◆ **WHAT THE TASK REQUIRES**
In the records below, list every line that contains the string "tank". Case matters.

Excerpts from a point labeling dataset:
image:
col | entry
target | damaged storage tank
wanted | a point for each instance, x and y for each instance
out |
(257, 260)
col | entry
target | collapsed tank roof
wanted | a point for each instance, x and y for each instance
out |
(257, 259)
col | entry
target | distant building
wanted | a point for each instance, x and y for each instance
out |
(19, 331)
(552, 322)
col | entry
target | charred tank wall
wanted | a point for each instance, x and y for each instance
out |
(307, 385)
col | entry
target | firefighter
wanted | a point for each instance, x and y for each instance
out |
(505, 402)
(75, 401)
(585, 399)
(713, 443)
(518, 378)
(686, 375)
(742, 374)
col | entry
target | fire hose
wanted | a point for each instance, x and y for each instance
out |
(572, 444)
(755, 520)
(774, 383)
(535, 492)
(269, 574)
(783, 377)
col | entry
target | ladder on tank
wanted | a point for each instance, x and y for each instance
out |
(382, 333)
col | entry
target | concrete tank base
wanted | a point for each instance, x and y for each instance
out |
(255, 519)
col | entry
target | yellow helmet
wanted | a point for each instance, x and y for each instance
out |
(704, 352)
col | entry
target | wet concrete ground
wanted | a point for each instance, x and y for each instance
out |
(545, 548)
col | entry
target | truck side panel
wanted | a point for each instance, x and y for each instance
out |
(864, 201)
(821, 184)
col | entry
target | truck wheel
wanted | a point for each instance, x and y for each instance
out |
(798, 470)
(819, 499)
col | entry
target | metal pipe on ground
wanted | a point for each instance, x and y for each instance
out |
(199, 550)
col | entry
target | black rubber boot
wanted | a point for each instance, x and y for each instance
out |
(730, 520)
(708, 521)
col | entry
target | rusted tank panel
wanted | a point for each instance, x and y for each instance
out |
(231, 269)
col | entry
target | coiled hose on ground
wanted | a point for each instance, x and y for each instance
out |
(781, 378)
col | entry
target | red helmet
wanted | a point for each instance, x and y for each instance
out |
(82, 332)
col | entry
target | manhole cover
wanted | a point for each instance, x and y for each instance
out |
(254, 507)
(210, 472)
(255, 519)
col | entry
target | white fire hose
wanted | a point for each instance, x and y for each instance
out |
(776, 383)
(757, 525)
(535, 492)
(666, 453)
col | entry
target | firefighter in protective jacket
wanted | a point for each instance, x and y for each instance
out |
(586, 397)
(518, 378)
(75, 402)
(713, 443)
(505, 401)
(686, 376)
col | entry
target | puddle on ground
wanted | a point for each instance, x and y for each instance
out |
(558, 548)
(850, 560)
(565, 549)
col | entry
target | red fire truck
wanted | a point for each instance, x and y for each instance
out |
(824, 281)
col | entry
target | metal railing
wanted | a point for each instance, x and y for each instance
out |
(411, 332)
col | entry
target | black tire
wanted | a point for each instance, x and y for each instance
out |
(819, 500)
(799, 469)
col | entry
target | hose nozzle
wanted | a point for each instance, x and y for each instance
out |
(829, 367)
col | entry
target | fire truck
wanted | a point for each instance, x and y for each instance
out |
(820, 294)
--
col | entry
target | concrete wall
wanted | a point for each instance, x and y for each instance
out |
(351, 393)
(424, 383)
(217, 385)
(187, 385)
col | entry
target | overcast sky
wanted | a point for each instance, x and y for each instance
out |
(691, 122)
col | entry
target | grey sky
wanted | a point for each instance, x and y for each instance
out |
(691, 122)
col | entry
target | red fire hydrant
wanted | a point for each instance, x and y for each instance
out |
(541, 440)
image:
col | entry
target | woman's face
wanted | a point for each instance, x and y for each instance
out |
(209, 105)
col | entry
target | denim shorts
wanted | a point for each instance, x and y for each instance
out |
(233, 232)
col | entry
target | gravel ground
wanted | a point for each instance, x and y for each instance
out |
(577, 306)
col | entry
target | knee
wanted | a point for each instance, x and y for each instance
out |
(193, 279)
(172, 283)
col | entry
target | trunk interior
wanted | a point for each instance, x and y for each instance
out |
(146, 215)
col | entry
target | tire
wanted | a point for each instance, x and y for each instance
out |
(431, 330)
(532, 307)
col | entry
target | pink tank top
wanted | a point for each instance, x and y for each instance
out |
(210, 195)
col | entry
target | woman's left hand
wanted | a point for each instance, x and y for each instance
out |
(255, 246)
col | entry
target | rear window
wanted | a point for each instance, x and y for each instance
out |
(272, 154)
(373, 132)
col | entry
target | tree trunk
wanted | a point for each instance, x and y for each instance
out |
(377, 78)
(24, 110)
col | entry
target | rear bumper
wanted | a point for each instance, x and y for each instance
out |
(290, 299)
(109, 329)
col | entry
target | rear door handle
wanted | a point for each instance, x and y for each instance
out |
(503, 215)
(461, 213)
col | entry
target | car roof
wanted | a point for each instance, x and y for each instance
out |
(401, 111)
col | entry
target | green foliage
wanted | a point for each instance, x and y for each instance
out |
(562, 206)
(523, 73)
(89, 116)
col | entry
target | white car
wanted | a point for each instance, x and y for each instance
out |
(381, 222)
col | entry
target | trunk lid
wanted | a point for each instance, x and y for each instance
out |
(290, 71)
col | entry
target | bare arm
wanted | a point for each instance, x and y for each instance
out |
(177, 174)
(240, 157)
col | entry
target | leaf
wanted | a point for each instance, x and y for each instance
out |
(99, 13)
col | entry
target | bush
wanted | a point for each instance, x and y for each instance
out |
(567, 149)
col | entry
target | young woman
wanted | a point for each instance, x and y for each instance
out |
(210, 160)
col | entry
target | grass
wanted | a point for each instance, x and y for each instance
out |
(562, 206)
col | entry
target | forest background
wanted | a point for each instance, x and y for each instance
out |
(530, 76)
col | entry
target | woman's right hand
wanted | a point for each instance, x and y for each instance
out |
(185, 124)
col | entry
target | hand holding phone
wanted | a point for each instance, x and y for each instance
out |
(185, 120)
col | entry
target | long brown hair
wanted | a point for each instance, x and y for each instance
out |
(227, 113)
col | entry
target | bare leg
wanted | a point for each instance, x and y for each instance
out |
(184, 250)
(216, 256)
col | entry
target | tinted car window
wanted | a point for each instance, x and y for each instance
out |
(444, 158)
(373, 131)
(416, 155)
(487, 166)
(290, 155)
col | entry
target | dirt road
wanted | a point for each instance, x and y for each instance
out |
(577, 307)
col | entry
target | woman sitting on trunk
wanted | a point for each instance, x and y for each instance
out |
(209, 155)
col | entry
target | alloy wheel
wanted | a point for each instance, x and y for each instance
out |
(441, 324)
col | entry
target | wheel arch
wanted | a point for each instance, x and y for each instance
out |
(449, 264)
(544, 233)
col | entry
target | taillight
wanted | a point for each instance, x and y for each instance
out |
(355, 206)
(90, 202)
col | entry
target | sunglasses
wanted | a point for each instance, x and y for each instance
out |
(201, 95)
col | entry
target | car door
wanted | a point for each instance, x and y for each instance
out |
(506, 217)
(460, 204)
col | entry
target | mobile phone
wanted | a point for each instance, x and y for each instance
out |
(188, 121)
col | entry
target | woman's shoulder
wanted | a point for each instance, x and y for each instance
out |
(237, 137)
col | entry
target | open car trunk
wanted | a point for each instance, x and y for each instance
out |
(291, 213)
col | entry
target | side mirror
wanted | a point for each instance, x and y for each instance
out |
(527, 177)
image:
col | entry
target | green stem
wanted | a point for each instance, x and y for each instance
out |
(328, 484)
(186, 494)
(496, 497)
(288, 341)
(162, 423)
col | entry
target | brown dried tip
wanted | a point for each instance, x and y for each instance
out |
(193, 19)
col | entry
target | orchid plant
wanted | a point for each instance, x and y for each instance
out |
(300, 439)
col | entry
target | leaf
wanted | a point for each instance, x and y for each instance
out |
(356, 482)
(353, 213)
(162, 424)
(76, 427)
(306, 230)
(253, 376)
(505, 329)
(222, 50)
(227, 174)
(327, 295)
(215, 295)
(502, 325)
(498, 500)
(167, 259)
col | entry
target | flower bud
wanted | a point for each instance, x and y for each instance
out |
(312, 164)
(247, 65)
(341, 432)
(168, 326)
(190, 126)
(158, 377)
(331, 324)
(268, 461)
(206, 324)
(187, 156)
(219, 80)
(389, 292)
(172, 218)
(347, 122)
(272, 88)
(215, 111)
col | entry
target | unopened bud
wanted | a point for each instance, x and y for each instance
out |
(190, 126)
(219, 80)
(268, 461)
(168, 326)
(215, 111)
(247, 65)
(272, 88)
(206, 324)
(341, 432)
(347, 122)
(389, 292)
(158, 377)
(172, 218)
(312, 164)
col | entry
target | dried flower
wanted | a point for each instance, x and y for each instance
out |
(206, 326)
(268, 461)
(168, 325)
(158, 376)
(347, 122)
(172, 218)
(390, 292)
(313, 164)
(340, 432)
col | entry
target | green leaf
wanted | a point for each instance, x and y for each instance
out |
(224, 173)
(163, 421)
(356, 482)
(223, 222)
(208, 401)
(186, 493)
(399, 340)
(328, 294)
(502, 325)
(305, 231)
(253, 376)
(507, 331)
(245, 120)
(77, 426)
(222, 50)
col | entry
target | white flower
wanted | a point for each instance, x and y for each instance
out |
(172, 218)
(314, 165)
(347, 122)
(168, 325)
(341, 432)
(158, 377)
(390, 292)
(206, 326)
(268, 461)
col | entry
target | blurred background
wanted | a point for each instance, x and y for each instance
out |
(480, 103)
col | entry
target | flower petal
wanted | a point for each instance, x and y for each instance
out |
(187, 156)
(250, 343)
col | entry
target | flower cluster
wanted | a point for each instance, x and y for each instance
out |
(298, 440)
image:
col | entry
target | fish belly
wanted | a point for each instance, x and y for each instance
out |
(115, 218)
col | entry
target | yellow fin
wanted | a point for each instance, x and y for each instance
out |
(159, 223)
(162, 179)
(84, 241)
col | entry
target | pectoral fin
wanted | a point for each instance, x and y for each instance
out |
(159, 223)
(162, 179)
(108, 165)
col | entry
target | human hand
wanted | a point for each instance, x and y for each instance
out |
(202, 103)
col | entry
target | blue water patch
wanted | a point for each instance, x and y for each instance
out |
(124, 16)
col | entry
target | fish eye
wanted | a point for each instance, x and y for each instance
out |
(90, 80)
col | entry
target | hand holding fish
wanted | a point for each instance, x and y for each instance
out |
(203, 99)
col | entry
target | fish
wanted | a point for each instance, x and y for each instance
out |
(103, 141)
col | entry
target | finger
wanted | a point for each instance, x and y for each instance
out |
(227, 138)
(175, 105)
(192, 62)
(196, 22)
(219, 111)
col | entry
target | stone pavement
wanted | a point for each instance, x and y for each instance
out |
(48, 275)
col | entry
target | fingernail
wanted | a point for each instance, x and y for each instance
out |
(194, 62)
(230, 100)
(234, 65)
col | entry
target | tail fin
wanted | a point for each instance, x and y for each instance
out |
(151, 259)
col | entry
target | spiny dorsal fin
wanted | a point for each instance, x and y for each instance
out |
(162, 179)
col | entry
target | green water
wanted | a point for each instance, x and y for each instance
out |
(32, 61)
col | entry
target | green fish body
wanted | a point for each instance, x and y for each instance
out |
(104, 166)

◆ **OUTPUT BELOW**
target | damaged storage tank
target | collapsed tank roof
target | charred tank wall
target | ladder on tank
target | concrete tank base
target | rusted tank panel
target | pink tank top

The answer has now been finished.